### WRITTEN REQUEST
Can you turn the lines of the records below into a numbered list, skipping any blank lines?
═══ TASK DATA ═══
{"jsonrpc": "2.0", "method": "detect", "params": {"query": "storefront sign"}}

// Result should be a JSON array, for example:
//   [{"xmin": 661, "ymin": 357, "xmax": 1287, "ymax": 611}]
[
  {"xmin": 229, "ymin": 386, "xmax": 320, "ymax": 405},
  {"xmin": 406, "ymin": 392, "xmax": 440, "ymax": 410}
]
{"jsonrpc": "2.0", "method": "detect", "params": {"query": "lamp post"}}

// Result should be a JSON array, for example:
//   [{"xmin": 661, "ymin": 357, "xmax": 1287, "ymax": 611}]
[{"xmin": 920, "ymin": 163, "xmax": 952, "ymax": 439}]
═══
### THE ANSWER
1. {"jsonrpc": "2.0", "method": "detect", "params": {"query": "storefront sign"}}
2. // Result should be a JSON array, for example:
3. //   [{"xmin": 661, "ymin": 357, "xmax": 1287, "ymax": 611}]
4. [
5.   {"xmin": 229, "ymin": 386, "xmax": 320, "ymax": 405},
6.   {"xmin": 406, "ymin": 392, "xmax": 440, "ymax": 410}
7. ]
8. {"jsonrpc": "2.0", "method": "detect", "params": {"query": "lamp post"}}
9. // Result should be a JSON array, for example:
10. //   [{"xmin": 661, "ymin": 357, "xmax": 1287, "ymax": 611}]
11. [{"xmin": 920, "ymin": 163, "xmax": 952, "ymax": 439}]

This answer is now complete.